> **Task description**:
Begin at the row that contains "Where can the striped" and stop after the last row, then write those rows out again, requests included, with every coordinate number in the answers shifted up by 71.
<<<<
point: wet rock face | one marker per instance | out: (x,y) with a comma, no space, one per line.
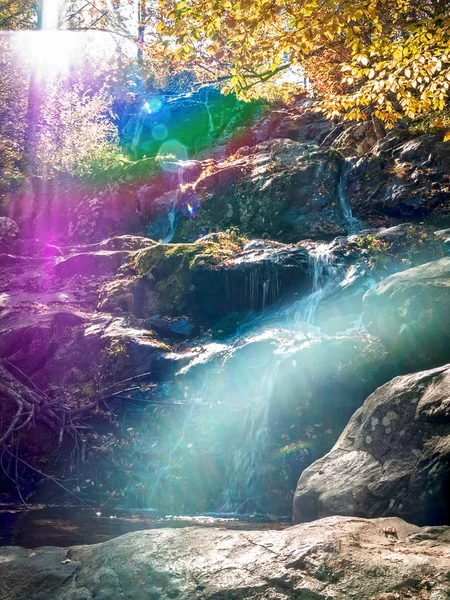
(8,231)
(408,311)
(403,179)
(333,558)
(281,189)
(392,459)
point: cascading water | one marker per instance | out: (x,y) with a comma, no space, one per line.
(244,479)
(244,484)
(224,445)
(325,274)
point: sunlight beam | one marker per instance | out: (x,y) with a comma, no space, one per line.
(49,14)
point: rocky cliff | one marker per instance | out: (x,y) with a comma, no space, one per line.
(206,327)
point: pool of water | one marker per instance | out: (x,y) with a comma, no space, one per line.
(40,525)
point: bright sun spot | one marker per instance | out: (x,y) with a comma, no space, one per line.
(50,51)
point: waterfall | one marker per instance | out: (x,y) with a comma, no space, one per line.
(244,483)
(353,224)
(172,222)
(245,480)
(325,276)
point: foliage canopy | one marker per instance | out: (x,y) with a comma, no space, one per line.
(387,57)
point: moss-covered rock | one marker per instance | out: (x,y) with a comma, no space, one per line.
(281,189)
(220,274)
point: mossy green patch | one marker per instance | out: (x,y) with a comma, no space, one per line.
(171,266)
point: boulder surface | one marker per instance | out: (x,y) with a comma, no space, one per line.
(408,311)
(392,459)
(336,558)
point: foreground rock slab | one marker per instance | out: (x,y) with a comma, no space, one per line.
(335,558)
(393,457)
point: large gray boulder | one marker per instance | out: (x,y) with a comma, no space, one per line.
(392,459)
(409,311)
(334,559)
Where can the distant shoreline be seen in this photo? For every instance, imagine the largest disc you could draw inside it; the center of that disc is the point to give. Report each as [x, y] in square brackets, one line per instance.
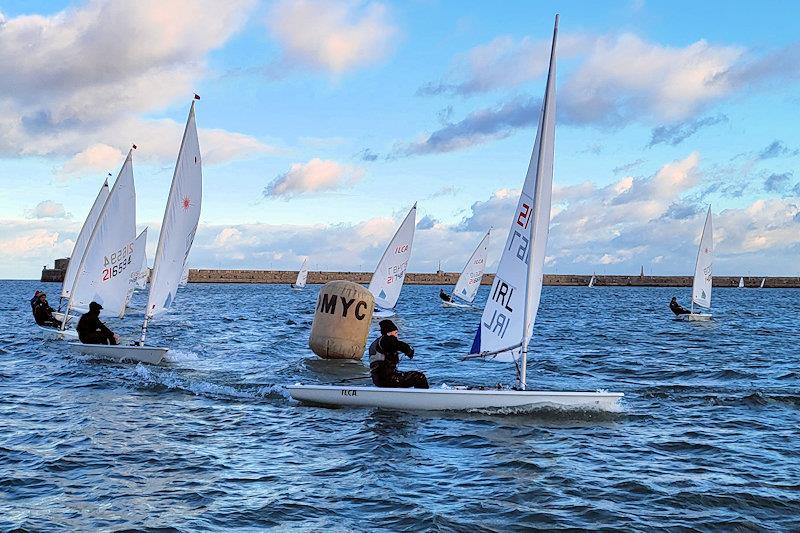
[285, 277]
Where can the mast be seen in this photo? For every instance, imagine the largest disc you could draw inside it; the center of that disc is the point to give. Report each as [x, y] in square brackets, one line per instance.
[537, 208]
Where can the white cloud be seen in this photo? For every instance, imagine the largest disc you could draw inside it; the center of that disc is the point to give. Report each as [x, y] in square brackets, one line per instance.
[48, 209]
[332, 36]
[91, 71]
[315, 176]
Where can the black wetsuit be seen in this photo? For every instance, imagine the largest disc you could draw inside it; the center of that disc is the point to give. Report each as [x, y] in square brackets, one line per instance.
[384, 355]
[677, 308]
[92, 331]
[43, 314]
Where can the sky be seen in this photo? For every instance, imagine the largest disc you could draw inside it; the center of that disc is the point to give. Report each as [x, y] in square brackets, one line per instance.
[322, 122]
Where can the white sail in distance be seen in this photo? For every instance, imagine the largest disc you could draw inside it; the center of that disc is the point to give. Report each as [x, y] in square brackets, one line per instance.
[138, 263]
[470, 279]
[387, 280]
[83, 240]
[701, 287]
[105, 267]
[510, 311]
[302, 275]
[181, 217]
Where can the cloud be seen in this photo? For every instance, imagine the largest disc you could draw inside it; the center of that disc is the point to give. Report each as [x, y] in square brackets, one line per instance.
[675, 134]
[315, 176]
[426, 222]
[777, 182]
[91, 73]
[501, 63]
[476, 128]
[333, 37]
[777, 149]
[48, 209]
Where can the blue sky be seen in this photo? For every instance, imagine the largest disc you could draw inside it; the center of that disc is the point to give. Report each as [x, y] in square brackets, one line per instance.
[321, 123]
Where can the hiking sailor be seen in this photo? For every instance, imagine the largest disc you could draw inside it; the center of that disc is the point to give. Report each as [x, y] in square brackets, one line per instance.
[384, 355]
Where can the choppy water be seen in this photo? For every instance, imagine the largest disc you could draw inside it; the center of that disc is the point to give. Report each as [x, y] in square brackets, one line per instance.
[209, 440]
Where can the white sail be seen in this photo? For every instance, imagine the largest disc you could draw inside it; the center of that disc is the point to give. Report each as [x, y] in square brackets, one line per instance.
[181, 217]
[387, 281]
[184, 277]
[144, 273]
[507, 321]
[302, 275]
[701, 288]
[138, 263]
[83, 240]
[470, 279]
[105, 267]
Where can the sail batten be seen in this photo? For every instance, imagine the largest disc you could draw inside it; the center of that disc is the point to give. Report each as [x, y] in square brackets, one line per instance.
[387, 280]
[701, 286]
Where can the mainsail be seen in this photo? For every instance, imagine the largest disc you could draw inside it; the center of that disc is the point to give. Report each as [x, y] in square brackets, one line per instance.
[470, 279]
[302, 275]
[138, 263]
[104, 269]
[507, 322]
[181, 217]
[387, 281]
[701, 288]
[83, 240]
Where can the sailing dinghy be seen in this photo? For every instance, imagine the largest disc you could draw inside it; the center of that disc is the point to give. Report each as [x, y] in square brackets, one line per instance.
[103, 269]
[72, 267]
[508, 317]
[178, 228]
[387, 280]
[470, 279]
[701, 286]
[302, 276]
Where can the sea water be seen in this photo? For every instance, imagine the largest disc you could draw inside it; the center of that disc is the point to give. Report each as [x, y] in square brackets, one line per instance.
[209, 440]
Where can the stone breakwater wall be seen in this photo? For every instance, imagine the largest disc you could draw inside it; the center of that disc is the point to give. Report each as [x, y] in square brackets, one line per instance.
[449, 278]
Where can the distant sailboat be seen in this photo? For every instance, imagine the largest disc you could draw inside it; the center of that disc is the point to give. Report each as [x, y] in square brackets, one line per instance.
[302, 276]
[181, 217]
[103, 275]
[387, 280]
[701, 287]
[507, 322]
[470, 279]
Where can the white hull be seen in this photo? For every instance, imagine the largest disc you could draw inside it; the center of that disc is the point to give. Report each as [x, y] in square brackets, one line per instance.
[55, 333]
[142, 354]
[383, 313]
[458, 399]
[693, 317]
[456, 304]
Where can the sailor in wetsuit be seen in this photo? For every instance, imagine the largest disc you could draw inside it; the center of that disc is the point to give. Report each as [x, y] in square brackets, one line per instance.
[43, 313]
[92, 331]
[384, 355]
[677, 308]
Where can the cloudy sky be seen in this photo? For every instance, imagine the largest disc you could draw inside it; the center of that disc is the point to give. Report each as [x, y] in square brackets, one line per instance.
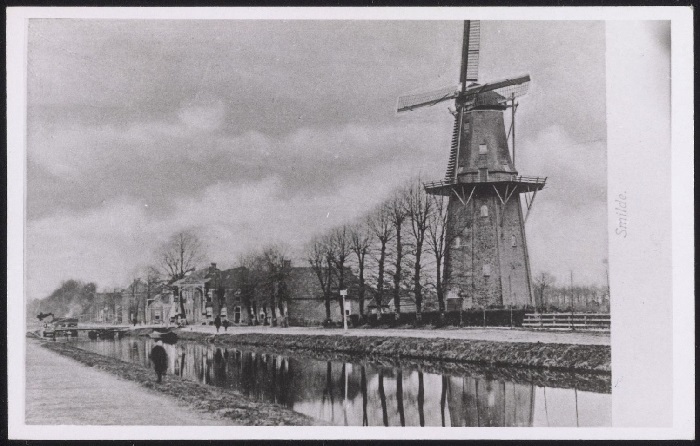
[255, 131]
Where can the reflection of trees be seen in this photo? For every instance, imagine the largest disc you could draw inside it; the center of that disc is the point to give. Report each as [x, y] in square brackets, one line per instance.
[421, 398]
[364, 395]
[399, 396]
[443, 397]
[328, 390]
[382, 396]
[310, 386]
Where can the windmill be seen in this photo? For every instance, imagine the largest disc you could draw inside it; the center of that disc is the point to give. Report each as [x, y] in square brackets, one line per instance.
[486, 258]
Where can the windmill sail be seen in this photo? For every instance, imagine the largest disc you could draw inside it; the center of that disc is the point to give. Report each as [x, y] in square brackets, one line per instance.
[410, 101]
[470, 51]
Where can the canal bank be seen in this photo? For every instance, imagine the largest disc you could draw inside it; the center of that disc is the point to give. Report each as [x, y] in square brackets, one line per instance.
[550, 356]
[223, 404]
[60, 391]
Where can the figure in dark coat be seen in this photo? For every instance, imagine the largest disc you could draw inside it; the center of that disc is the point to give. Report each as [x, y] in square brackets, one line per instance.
[160, 359]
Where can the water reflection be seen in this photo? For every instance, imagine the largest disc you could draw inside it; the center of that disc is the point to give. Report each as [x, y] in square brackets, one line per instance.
[369, 394]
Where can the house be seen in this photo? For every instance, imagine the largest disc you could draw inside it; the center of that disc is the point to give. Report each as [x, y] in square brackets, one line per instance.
[194, 294]
[306, 302]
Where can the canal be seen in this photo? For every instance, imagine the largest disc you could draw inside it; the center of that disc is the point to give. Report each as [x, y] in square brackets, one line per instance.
[363, 393]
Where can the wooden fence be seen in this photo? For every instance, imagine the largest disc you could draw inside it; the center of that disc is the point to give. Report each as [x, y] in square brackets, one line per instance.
[567, 321]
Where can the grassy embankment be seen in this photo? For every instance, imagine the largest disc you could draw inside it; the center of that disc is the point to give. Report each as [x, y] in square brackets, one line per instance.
[224, 403]
[586, 367]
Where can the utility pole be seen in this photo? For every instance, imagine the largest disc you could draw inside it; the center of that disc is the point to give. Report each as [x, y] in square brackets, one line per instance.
[344, 293]
[571, 275]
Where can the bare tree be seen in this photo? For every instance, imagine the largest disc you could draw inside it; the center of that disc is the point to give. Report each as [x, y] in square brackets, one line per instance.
[180, 254]
[152, 280]
[277, 268]
[543, 281]
[319, 257]
[379, 223]
[134, 289]
[360, 243]
[437, 234]
[397, 211]
[251, 279]
[340, 249]
[419, 208]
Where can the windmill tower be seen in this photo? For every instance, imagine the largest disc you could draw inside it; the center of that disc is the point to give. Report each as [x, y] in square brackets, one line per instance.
[486, 259]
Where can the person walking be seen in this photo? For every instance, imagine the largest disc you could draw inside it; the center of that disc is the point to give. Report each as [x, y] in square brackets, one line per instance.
[159, 357]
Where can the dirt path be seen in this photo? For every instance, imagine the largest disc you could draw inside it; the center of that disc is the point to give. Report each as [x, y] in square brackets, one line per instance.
[480, 334]
[62, 391]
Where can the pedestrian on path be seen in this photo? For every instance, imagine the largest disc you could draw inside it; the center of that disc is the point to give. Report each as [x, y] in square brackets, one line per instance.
[159, 357]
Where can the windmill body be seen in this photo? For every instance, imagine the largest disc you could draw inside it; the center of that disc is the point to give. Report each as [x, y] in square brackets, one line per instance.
[486, 259]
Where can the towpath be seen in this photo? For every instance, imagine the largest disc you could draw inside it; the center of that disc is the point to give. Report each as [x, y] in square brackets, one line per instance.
[62, 391]
[480, 334]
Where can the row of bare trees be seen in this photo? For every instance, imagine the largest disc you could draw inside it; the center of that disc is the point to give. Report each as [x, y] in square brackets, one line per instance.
[396, 251]
[264, 275]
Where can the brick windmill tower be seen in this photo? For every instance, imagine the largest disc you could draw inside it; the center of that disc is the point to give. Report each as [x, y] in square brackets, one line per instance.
[486, 258]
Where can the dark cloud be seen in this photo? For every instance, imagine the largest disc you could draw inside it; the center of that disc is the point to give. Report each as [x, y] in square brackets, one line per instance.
[279, 129]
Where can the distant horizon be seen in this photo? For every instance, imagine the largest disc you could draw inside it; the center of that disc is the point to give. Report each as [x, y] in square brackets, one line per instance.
[276, 131]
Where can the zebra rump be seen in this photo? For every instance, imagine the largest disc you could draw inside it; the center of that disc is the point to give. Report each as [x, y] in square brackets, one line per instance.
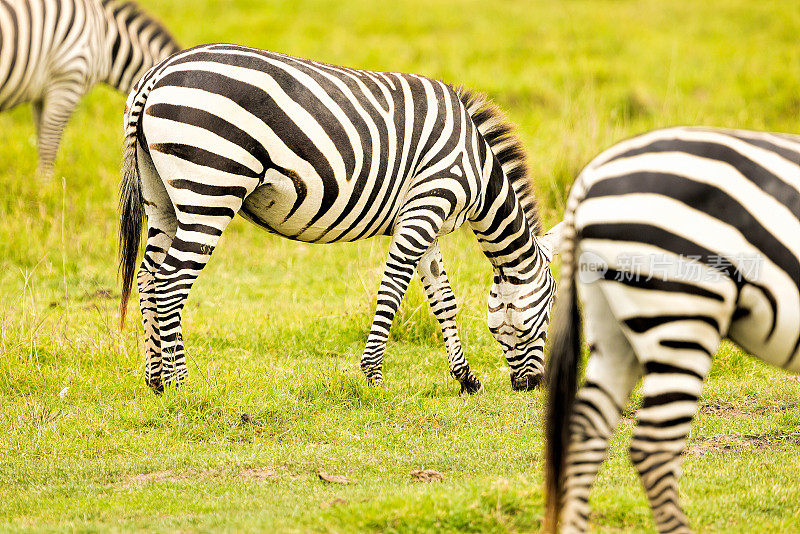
[321, 153]
[52, 52]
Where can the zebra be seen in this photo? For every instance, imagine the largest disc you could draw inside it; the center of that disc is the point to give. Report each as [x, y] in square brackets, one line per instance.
[321, 153]
[675, 240]
[52, 52]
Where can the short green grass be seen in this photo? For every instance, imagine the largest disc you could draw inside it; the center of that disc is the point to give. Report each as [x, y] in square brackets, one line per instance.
[274, 329]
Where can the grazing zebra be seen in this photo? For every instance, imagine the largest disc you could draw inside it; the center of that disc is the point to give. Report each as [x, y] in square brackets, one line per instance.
[53, 51]
[321, 153]
[675, 239]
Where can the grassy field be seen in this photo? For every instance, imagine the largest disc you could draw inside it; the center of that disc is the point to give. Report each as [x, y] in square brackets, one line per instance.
[274, 329]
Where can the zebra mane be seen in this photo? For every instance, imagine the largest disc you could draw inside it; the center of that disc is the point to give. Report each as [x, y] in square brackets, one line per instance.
[506, 146]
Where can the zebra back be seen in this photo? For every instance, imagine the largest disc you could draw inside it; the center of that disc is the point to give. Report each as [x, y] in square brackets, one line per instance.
[135, 42]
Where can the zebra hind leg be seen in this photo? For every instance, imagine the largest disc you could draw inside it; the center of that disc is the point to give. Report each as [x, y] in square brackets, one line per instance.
[670, 389]
[161, 227]
[611, 373]
[443, 304]
[415, 231]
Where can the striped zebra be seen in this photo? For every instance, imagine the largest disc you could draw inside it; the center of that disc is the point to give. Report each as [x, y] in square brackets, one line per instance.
[675, 240]
[52, 52]
[321, 153]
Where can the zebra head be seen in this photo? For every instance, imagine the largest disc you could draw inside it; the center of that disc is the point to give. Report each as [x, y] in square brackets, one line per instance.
[519, 312]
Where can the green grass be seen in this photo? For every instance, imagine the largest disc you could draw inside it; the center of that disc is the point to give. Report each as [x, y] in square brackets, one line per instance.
[274, 329]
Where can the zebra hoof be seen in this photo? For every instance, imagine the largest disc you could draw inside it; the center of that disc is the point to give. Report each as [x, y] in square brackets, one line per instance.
[471, 385]
[526, 383]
>>>>
> **Full output**:
Where can the striped zebra be seen in this photo? For every instance, imagine the largest disc you could draw inside it; the center of that disc is the point to give. Report each as [x, y] in square brackets, one line per instance.
[746, 311]
[123, 123]
[392, 224]
Where can the zebra head be seen in this photo? For every instance, imagine the largest disc you could draw inside it; the center of that disc is the point to give. Report each as [x, y] in square brackets, one line per instance.
[590, 383]
Where can the green grass be seen in this photo? For every instance, imagine the largest disc you could draw inside it; the center of that disc is the point to give. Report each as [x, y] in square brackets, one line per instance.
[345, 400]
Where can the zebra hoof be seen in this photo? For every instance, imagine the largest disc you could draw inside it; the center of that disc is the point to give. Report each as [x, y] in square brackets, one line per instance.
[542, 456]
[597, 454]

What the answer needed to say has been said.